Pick out every line in the records below that contains the string "cloud", and copy each such line in full.

→ SOURCE DATA:
________________

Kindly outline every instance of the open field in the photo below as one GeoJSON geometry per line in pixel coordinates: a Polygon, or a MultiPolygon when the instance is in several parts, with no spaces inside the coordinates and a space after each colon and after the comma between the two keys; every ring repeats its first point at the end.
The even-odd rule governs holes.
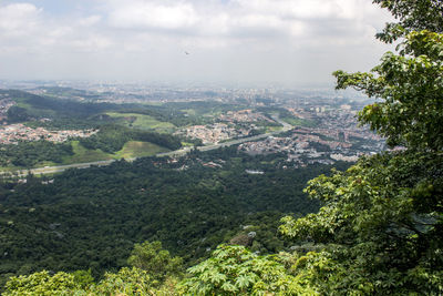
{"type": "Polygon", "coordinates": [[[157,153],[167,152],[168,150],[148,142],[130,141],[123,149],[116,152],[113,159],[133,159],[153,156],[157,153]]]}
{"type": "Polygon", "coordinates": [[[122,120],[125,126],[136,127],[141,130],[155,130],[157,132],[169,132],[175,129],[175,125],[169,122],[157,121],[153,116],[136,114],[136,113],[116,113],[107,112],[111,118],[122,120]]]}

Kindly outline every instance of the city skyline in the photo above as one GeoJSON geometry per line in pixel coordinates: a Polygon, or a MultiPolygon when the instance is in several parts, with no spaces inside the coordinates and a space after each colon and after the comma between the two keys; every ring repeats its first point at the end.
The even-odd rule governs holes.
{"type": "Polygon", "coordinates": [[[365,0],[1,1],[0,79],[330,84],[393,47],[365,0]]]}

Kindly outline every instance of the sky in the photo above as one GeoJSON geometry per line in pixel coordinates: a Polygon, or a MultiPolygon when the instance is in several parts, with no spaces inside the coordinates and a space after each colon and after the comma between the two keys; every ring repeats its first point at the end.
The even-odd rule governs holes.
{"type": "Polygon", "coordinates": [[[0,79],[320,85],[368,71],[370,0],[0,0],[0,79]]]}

________________

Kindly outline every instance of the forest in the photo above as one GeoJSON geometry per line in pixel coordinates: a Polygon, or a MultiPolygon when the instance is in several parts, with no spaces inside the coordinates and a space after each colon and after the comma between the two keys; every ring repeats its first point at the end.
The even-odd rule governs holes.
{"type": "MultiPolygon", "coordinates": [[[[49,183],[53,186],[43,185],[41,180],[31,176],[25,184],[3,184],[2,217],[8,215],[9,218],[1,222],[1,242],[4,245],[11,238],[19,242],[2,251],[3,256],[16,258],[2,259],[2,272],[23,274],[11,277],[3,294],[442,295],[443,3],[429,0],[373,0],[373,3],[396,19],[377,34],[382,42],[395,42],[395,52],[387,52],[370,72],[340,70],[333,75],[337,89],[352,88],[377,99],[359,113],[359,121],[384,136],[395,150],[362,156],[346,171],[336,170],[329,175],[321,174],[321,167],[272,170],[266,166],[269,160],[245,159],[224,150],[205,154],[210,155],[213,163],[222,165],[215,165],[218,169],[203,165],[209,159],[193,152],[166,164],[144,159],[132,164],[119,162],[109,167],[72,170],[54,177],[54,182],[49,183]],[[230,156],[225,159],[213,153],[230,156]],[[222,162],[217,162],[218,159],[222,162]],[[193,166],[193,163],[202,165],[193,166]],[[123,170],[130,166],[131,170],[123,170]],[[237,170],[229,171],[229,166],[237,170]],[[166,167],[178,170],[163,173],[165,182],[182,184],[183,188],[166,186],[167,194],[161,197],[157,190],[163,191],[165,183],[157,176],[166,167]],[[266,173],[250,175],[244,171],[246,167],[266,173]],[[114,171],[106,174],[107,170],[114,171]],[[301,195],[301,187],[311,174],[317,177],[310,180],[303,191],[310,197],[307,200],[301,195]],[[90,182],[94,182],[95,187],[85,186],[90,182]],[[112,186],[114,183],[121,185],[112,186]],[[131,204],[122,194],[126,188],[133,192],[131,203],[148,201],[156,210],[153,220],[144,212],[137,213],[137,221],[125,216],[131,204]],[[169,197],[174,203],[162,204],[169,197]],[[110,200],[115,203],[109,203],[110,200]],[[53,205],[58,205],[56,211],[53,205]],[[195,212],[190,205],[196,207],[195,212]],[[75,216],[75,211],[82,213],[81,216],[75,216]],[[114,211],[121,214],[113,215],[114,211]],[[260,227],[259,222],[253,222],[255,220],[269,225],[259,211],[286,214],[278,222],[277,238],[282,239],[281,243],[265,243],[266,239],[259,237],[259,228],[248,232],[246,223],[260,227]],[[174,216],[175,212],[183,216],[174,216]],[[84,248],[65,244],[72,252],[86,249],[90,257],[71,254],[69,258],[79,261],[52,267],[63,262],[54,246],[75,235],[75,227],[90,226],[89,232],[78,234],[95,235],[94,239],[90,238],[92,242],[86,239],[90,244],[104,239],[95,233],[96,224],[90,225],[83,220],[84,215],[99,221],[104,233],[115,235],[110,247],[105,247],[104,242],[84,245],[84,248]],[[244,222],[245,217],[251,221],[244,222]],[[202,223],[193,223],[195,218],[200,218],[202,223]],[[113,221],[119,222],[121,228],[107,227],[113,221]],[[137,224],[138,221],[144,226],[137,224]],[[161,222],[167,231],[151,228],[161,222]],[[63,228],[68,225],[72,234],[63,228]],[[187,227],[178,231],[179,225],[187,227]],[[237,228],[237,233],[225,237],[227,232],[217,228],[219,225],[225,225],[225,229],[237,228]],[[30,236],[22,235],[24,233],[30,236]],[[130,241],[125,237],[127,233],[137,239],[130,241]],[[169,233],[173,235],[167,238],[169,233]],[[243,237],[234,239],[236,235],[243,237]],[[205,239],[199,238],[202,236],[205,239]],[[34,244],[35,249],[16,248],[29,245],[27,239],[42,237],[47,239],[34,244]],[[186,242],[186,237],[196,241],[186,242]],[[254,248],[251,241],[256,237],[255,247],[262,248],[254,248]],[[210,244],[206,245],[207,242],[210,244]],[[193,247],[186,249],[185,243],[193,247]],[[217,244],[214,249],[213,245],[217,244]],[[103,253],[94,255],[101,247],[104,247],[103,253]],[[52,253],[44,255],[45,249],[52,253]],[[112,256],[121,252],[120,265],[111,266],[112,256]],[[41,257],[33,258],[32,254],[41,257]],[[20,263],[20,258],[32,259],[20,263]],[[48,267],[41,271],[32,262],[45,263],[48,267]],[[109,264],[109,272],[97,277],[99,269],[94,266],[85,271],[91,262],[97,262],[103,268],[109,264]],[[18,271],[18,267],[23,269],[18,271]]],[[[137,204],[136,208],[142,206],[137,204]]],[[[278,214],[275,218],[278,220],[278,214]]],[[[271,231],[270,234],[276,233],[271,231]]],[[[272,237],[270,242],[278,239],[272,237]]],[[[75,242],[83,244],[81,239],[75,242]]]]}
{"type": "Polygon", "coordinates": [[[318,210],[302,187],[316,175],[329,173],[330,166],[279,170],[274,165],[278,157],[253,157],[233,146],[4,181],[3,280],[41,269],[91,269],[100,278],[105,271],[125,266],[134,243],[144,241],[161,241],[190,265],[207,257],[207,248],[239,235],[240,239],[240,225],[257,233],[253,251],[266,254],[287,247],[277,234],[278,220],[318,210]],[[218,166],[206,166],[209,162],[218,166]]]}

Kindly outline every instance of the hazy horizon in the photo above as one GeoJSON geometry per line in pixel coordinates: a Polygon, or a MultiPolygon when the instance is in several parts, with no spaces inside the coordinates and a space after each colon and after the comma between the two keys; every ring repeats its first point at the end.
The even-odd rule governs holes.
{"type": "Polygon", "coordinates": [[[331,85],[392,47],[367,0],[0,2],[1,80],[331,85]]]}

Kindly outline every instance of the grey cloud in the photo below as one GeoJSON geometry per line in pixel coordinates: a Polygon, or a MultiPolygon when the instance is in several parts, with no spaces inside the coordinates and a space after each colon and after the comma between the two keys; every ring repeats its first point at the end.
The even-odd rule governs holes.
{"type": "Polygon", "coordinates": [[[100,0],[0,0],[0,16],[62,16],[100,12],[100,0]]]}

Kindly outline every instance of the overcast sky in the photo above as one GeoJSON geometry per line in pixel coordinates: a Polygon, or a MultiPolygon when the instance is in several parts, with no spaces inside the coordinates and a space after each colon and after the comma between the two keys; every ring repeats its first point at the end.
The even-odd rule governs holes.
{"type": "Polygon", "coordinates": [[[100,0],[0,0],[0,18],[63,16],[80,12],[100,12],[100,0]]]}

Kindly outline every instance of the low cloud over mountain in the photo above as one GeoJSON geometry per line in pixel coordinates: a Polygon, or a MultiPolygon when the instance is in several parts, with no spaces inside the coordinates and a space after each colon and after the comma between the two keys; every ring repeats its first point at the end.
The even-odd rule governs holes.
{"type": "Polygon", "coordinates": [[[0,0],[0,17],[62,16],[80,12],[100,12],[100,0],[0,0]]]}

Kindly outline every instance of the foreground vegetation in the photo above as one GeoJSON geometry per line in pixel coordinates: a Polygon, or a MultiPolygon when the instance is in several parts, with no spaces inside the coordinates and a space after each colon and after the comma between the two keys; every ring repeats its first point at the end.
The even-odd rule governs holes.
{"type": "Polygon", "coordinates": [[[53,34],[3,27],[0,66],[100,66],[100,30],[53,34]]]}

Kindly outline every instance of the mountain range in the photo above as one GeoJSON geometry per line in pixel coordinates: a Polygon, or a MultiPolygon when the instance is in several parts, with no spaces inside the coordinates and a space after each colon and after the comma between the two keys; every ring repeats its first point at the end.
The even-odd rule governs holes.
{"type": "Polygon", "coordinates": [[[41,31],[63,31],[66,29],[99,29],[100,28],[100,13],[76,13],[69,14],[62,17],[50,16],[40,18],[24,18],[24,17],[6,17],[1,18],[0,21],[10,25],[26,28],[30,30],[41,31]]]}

________________

→ SOLVED PROBLEM:
Kindly outline every instance of the grey cloud in the photo below as one GeoJSON geometry per line in pixel coordinates: a Polygon, or a MultiPolygon when the instance is in several parts, with no spaces inside the coordinates and a space after each colon and after the comma between the two keys; every ring repeats its first point at the end.
Kindly outline every instance of the low cloud over mountain in the photo above as one GeoJSON geometry per line in pixel coordinates: a Polygon, or a MultiPolygon when the instance is in several parts, with no spaces inside the coordinates and a space after each colon and after the comma between the two keys; every ring repeats its first point at the end.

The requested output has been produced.